Please reproduce every line of the items below verbatim, omitting the pictures.
======== Exercise materials
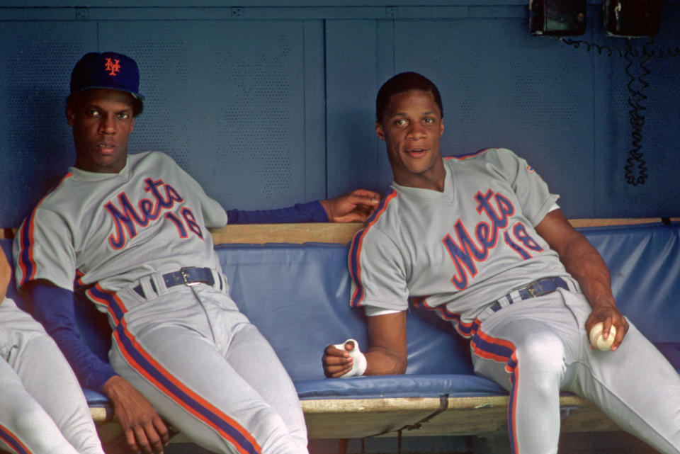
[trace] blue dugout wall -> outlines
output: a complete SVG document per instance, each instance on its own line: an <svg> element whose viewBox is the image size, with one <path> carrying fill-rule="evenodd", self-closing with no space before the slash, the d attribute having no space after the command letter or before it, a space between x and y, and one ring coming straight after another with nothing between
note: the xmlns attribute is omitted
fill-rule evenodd
<svg viewBox="0 0 680 454"><path fill-rule="evenodd" d="M645 116L647 178L637 186L625 175L627 43L604 32L599 1L573 39L611 55L530 35L525 0L82 3L0 1L0 227L17 227L73 163L70 71L106 50L141 69L130 152L167 152L227 208L383 191L375 96L413 70L442 92L445 153L515 150L570 217L680 215L679 0L664 1L653 43L629 42Z"/></svg>

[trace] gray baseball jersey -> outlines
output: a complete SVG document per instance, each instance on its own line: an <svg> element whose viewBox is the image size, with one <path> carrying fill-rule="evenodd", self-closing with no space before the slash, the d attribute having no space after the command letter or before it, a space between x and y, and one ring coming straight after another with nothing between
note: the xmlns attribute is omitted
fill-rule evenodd
<svg viewBox="0 0 680 454"><path fill-rule="evenodd" d="M591 308L533 228L557 196L507 149L444 165L443 192L395 184L355 236L351 305L405 310L410 299L470 338L475 373L509 392L516 454L557 452L560 390L660 452L680 453L673 367L633 324L615 352L590 348ZM516 289L544 277L568 290L522 300Z"/></svg>
<svg viewBox="0 0 680 454"><path fill-rule="evenodd" d="M207 229L226 223L224 209L162 153L130 155L118 174L72 168L15 239L18 284L86 289L114 329L114 370L196 443L306 453L293 383L227 295ZM166 280L183 267L207 267L213 283Z"/></svg>
<svg viewBox="0 0 680 454"><path fill-rule="evenodd" d="M394 183L350 251L353 306L437 307L461 334L492 302L568 276L533 229L557 199L505 149L446 158L444 191Z"/></svg>
<svg viewBox="0 0 680 454"><path fill-rule="evenodd" d="M42 325L0 302L0 449L103 454L80 385Z"/></svg>

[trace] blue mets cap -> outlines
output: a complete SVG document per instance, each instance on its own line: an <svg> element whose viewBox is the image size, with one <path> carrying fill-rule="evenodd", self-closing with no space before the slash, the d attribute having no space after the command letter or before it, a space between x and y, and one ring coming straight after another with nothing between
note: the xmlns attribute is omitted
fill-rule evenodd
<svg viewBox="0 0 680 454"><path fill-rule="evenodd" d="M140 69L137 63L115 52L85 54L71 73L71 94L88 89L110 89L127 91L137 99L140 94Z"/></svg>

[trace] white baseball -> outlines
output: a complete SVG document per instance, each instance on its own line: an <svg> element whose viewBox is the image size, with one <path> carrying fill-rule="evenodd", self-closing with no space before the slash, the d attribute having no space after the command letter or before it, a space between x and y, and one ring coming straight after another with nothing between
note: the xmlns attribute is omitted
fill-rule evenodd
<svg viewBox="0 0 680 454"><path fill-rule="evenodd" d="M342 344L336 344L334 346L339 350L344 350L345 344L350 341L354 343L354 348L349 351L346 351L349 353L349 356L352 358L352 370L344 375L341 375L340 378L348 378L350 377L363 375L363 373L366 371L366 366L368 365L366 357L363 353L361 353L361 351L359 350L358 342L354 339L347 339Z"/></svg>
<svg viewBox="0 0 680 454"><path fill-rule="evenodd" d="M611 325L607 339L604 339L602 336L603 327L602 322L600 322L590 330L590 344L598 350L606 351L611 348L611 344L614 343L614 338L616 337L616 327Z"/></svg>

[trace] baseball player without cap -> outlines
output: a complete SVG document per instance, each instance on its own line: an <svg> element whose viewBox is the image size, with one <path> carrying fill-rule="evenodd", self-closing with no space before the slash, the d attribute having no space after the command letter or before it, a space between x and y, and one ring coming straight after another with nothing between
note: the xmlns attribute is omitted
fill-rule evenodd
<svg viewBox="0 0 680 454"><path fill-rule="evenodd" d="M110 89L140 94L140 69L132 59L115 52L85 54L71 73L71 94L88 89Z"/></svg>

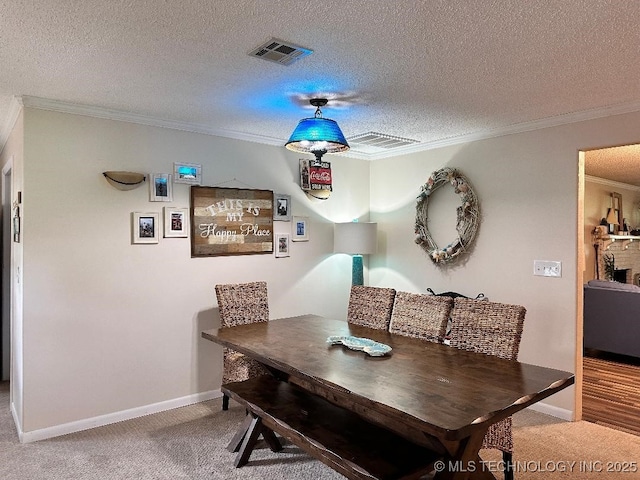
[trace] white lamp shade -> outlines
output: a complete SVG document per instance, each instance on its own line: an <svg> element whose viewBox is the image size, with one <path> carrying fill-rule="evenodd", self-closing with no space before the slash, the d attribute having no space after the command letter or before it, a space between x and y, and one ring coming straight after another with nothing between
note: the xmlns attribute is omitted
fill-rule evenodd
<svg viewBox="0 0 640 480"><path fill-rule="evenodd" d="M378 224L368 222L336 223L333 226L333 251L352 255L376 253Z"/></svg>

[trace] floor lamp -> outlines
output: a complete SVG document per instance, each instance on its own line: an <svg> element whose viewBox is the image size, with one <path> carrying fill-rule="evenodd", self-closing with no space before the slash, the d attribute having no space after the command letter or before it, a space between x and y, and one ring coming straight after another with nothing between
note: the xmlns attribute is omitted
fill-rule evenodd
<svg viewBox="0 0 640 480"><path fill-rule="evenodd" d="M369 222L336 223L333 229L333 251L353 255L351 284L363 285L362 255L376 253L378 224Z"/></svg>

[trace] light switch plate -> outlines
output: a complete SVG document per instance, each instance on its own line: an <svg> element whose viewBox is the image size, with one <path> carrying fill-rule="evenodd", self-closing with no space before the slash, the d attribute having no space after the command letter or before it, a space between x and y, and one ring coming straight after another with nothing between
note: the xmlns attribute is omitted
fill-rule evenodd
<svg viewBox="0 0 640 480"><path fill-rule="evenodd" d="M533 274L540 277L561 277L562 262L554 262L550 260L534 260Z"/></svg>

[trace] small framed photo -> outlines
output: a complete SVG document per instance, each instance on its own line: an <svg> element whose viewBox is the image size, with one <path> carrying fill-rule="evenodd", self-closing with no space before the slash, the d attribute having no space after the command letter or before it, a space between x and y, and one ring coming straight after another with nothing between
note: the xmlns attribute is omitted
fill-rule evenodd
================
▶ Worked answer
[trace] blue dugout wall -> outlines
output: a complete SVG document per instance, each instance on its own line: an <svg> element whose viewBox is the image size, with one <path> carrying fill-rule="evenodd", self-closing with no space before the slash, the d attribute having no space after the command letter or before it, a space between x and y, and one ring coming straight after another with nothing between
note: the xmlns attribute is omitted
fill-rule evenodd
<svg viewBox="0 0 680 454"><path fill-rule="evenodd" d="M645 116L647 178L637 186L625 175L627 43L604 32L599 1L573 39L611 55L530 35L525 0L82 3L0 1L0 227L17 227L73 163L70 71L106 50L141 69L130 152L167 152L227 208L383 191L375 96L413 70L442 92L445 153L515 150L570 217L680 215L679 0L664 1L653 43L629 42Z"/></svg>

[trace] gray baseball jersey -> outlines
output: a complete SVG document per instance, each instance on its own line: an <svg> element whose viewBox is the image size, with one <path> carrying fill-rule="evenodd", self-closing with no space before the slash, the d attribute having no space after the command letter or before it, a space between x and y, and one ring coming straight after another with nothing between
note: the xmlns attribute is omitted
fill-rule evenodd
<svg viewBox="0 0 680 454"><path fill-rule="evenodd" d="M591 308L533 228L557 196L507 149L444 165L443 192L395 184L355 236L351 305L405 310L410 299L470 338L475 373L509 392L516 454L557 452L560 390L660 452L680 453L673 367L633 324L615 352L590 348ZM516 289L544 277L568 290L522 300Z"/></svg>
<svg viewBox="0 0 680 454"><path fill-rule="evenodd" d="M207 229L226 223L224 209L162 153L130 155L118 174L72 168L15 239L18 284L86 289L114 329L114 370L196 443L306 453L293 383L227 295ZM166 280L183 267L207 267L213 283Z"/></svg>
<svg viewBox="0 0 680 454"><path fill-rule="evenodd" d="M394 183L350 251L353 306L437 307L461 334L492 302L568 276L533 229L557 199L505 149L446 158L444 191Z"/></svg>
<svg viewBox="0 0 680 454"><path fill-rule="evenodd" d="M42 325L0 302L0 449L103 454L80 385Z"/></svg>

[trace] blue mets cap -> outlines
output: a complete SVG document per instance, each instance on its own line: an <svg> element whose viewBox is the image size, with one <path> carrying fill-rule="evenodd", self-closing with no space before the slash, the d attribute having no space after the command letter or before it, a space between x and y, and one ring coming straight after another with nothing between
note: the xmlns attribute is omitted
fill-rule evenodd
<svg viewBox="0 0 680 454"><path fill-rule="evenodd" d="M140 69L137 63L115 52L85 54L71 73L71 94L88 89L110 89L127 91L137 99L140 94Z"/></svg>

[trace] white baseball -> outlines
output: a complete SVG document per instance, each instance on its own line: an <svg> element whose viewBox is the image size, with one <path> carrying fill-rule="evenodd", self-closing with no space before the slash, the d attribute having no space after the command letter or before it, a space between x and y, and one ring coming straight after another with nothing between
note: the xmlns attribute is omitted
fill-rule evenodd
<svg viewBox="0 0 680 454"><path fill-rule="evenodd" d="M342 344L336 344L334 346L339 350L344 350L345 344L350 341L354 343L354 348L349 351L346 351L349 353L349 356L352 358L352 370L344 375L341 375L340 378L348 378L350 377L363 375L363 373L366 371L366 366L368 365L366 357L363 353L361 353L361 351L359 350L358 342L354 339L347 339Z"/></svg>
<svg viewBox="0 0 680 454"><path fill-rule="evenodd" d="M611 325L607 339L604 339L602 336L603 327L602 322L600 322L590 330L590 344L598 350L606 351L611 348L611 344L614 343L614 338L616 337L616 327Z"/></svg>

[trace] baseball player without cap -> outlines
output: a complete SVG document per instance, each instance on its own line: an <svg> element whose viewBox is the image size, with one <path> carrying fill-rule="evenodd", self-closing with no space before the slash, the d attribute having no space after the command letter or before it, a space between x and y, and one ring coming straight after another with nothing between
note: the xmlns attribute is omitted
fill-rule evenodd
<svg viewBox="0 0 680 454"><path fill-rule="evenodd" d="M110 89L140 94L140 69L132 59L115 52L85 54L71 73L71 94L88 89Z"/></svg>

[trace] white lamp shade -> outlines
output: a complete SVG document per instance, each instance on its own line: an <svg> element whose viewBox is the image size, with one <path> carrying fill-rule="evenodd", self-closing with no space before the slash, the d attribute having no space after the command letter or before it, a space between x and y, and one ring coming straight after another with nothing between
note: the xmlns attribute is omitted
fill-rule evenodd
<svg viewBox="0 0 640 480"><path fill-rule="evenodd" d="M378 224L368 222L336 223L333 226L333 251L352 255L376 253Z"/></svg>

[trace] floor lamp -> outlines
output: a complete SVG document per instance, each instance on its own line: an <svg> element whose viewBox is the image size, with one <path> carrying fill-rule="evenodd", self-closing with no space before the slash, the d attribute having no space after the command letter or before it, a space between x and y, and one ring coming straight after another with nothing between
note: the xmlns attribute is omitted
fill-rule evenodd
<svg viewBox="0 0 640 480"><path fill-rule="evenodd" d="M369 222L336 223L333 229L333 251L353 255L351 284L363 285L362 255L376 253L378 224Z"/></svg>

[trace] light switch plate -> outlines
output: a complete SVG document per instance, each instance on its own line: an <svg> element whose viewBox is the image size, with one <path> carrying fill-rule="evenodd", self-closing with no space before the slash, the d attribute having no space after the command letter or before it, a space between x and y, and one ring coming straight after another with nothing between
note: the xmlns attribute is omitted
fill-rule evenodd
<svg viewBox="0 0 640 480"><path fill-rule="evenodd" d="M533 274L540 277L561 277L562 262L554 262L550 260L534 260Z"/></svg>

[trace] small framed photo -> outlines
output: a complete SVG document per instance, each instance on its own line: an <svg> element whose viewBox is the image size, with one <path> carrying fill-rule="evenodd", self-closing with no space before the slash, the d attribute having no space after the command letter or before it, a space between x and y, and one ring coming straight after another with nothing between
note: the xmlns attribute is omitted
fill-rule evenodd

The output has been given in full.